Between the line containing "box: [246, 0, 306, 159]" and the line containing "positive clicks: (34, 82) (63, 58)" lies a run of lines; give that run again exactly, with both of those lines, and nothing else from the entries below.

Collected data
((
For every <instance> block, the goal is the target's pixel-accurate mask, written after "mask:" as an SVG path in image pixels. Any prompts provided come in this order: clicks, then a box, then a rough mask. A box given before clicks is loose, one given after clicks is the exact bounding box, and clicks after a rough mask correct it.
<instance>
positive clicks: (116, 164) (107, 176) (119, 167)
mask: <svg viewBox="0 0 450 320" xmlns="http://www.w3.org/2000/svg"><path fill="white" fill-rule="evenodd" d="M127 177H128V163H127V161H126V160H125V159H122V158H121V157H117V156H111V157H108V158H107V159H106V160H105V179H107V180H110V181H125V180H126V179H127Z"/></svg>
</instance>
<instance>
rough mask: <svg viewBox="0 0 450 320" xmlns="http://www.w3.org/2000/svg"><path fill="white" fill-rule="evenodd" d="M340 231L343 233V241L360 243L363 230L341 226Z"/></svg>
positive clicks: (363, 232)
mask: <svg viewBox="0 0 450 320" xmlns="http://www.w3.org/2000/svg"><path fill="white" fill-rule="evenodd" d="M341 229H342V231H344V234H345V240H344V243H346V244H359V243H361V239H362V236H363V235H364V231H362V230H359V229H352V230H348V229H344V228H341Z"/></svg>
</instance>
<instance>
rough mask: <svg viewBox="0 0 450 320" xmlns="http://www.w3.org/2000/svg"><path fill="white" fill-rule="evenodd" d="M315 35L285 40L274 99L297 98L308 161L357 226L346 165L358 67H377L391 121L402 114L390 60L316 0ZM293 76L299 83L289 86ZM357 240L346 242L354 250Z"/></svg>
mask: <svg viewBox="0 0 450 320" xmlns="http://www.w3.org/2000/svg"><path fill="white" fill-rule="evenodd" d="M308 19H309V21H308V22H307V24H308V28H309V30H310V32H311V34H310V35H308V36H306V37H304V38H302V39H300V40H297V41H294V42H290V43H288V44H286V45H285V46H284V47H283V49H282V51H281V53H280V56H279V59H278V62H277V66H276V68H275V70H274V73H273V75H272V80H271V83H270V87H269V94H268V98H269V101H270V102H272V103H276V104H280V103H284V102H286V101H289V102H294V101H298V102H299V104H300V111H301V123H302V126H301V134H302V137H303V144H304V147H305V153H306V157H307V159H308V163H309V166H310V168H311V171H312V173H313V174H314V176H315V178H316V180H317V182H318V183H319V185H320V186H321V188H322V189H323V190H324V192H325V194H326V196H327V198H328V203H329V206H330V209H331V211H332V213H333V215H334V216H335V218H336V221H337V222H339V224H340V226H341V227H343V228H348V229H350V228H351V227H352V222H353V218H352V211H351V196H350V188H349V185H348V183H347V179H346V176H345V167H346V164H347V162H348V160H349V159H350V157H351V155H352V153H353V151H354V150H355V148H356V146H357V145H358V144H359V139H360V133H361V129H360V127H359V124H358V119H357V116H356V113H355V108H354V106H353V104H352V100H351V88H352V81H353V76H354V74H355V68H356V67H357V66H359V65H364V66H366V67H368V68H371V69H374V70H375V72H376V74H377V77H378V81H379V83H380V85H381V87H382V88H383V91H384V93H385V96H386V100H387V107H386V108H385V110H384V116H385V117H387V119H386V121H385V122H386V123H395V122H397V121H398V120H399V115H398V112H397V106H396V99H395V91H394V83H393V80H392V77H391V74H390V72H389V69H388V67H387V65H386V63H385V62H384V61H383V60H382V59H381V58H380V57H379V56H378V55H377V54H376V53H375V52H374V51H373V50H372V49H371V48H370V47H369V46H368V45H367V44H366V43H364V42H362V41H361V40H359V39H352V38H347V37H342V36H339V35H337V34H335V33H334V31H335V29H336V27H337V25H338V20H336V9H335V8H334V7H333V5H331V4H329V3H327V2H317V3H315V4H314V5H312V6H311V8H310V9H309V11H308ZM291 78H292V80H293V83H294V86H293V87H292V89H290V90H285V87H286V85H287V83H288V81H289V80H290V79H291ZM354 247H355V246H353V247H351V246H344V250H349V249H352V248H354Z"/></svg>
))
((
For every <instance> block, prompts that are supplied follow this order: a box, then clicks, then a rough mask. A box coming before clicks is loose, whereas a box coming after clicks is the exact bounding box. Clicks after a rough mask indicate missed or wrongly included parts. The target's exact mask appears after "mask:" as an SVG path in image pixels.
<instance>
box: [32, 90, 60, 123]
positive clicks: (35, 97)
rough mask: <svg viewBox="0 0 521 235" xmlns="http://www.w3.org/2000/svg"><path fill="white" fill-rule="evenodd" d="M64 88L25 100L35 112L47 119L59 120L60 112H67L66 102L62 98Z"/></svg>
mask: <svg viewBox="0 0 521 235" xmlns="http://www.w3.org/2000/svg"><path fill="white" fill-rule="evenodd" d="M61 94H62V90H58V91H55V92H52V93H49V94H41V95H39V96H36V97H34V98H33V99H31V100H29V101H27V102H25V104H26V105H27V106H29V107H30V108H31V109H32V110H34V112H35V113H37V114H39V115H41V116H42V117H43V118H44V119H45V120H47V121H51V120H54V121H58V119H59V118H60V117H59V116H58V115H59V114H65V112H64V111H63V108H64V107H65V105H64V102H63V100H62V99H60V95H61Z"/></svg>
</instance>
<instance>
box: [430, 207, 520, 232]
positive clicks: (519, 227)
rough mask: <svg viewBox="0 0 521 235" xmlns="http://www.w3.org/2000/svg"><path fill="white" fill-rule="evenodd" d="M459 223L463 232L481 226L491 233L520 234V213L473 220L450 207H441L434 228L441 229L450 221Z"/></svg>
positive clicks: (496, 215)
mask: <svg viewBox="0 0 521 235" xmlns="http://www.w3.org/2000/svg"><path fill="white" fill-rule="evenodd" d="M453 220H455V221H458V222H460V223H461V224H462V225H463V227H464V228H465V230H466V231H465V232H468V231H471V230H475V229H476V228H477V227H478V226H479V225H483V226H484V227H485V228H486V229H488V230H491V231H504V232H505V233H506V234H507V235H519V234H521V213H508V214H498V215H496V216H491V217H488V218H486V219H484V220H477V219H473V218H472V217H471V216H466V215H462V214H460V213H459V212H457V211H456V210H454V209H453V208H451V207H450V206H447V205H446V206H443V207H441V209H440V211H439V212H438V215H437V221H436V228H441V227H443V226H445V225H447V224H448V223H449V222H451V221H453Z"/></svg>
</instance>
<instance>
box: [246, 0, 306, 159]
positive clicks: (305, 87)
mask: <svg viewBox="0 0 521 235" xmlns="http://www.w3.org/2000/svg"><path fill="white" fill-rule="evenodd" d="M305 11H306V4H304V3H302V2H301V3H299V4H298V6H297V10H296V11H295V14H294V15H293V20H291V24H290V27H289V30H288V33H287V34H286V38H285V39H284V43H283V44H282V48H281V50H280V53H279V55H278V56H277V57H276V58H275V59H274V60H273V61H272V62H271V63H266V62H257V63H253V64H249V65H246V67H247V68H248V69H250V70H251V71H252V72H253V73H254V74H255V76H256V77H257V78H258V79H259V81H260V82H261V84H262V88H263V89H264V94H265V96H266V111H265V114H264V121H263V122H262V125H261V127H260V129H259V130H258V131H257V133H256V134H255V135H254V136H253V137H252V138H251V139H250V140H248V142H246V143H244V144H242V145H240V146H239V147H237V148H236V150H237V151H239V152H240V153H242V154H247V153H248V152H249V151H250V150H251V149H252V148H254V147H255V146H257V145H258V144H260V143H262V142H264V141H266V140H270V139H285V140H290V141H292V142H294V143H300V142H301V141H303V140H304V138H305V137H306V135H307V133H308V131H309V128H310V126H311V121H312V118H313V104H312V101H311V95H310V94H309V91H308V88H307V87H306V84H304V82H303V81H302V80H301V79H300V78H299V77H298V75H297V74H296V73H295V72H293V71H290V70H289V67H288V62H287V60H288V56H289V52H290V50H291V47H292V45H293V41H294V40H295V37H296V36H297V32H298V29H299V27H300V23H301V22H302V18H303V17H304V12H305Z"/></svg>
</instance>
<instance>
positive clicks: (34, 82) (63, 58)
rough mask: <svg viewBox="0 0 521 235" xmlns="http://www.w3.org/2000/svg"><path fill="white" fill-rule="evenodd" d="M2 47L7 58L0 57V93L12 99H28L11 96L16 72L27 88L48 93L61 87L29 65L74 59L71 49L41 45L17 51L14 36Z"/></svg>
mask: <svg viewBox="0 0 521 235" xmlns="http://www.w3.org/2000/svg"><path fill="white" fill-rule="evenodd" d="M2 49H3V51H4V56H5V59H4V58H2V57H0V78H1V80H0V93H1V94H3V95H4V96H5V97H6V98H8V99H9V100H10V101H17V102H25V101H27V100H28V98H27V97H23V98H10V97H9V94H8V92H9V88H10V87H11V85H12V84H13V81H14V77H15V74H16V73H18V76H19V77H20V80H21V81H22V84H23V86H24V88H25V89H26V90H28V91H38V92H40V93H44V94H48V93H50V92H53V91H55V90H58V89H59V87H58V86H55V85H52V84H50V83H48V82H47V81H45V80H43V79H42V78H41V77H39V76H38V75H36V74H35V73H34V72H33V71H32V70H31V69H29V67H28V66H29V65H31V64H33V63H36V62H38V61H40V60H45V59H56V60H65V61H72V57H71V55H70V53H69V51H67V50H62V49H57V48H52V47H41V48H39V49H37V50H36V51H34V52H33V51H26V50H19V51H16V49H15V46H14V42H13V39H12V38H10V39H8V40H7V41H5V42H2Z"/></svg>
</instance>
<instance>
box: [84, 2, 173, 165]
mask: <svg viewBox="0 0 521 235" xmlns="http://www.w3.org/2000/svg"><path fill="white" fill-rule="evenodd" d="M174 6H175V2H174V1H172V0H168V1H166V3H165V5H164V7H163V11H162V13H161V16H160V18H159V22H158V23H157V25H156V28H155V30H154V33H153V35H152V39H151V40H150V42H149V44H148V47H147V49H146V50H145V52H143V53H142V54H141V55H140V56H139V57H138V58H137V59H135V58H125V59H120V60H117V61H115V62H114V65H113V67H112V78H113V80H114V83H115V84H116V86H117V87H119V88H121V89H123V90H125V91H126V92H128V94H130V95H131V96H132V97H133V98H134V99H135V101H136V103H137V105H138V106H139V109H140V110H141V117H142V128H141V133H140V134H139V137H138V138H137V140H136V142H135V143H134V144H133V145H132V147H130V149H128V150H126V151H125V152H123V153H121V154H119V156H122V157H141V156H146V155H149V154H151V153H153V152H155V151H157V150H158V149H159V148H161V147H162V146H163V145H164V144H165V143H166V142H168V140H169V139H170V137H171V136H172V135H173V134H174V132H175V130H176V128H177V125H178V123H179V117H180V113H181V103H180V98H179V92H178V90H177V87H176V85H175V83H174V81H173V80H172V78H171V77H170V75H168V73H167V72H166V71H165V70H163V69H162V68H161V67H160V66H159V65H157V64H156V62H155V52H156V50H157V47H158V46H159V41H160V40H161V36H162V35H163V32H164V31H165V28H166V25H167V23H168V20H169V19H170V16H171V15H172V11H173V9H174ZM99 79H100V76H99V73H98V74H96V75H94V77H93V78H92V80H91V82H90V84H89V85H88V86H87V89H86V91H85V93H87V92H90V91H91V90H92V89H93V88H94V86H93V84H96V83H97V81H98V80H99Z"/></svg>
))
→ SOLUTION
box: [246, 0, 306, 159]
positive clicks: (305, 87)
mask: <svg viewBox="0 0 521 235" xmlns="http://www.w3.org/2000/svg"><path fill="white" fill-rule="evenodd" d="M305 11H306V4H304V3H302V2H301V3H299V4H298V6H297V10H296V11H295V14H294V15H293V20H291V24H290V27H289V30H288V33H287V34H286V38H285V39H284V43H283V44H282V48H281V50H280V53H279V55H278V56H277V57H276V58H275V59H274V60H273V61H272V62H271V63H266V62H257V63H253V64H249V65H246V67H247V68H248V69H250V70H251V71H252V72H253V73H254V74H255V76H256V77H257V78H258V79H259V81H260V82H261V84H262V88H263V89H264V94H265V96H266V111H265V114H264V121H263V122H262V125H261V127H260V129H259V130H258V131H257V133H256V134H255V135H254V136H253V137H252V138H251V139H250V140H248V142H246V143H244V144H242V145H240V146H239V147H237V148H236V150H237V151H239V152H240V153H242V154H247V153H248V152H249V151H250V150H251V149H252V148H254V147H255V146H257V145H258V144H260V143H262V142H264V141H266V140H270V139H285V140H290V141H292V142H294V143H300V142H301V141H303V140H304V138H305V137H306V135H307V133H308V131H309V128H310V126H311V121H312V118H313V104H312V101H311V95H310V94H309V91H308V88H307V87H306V84H304V82H303V81H302V80H301V79H300V78H299V77H298V75H297V74H296V73H295V72H293V71H290V70H289V67H288V62H287V60H288V56H289V52H290V50H291V47H292V45H293V41H294V40H295V37H296V36H297V32H298V29H299V27H300V23H301V22H302V18H303V17H304V12H305Z"/></svg>
</instance>
<instance>
positive clicks: (34, 82) (63, 58)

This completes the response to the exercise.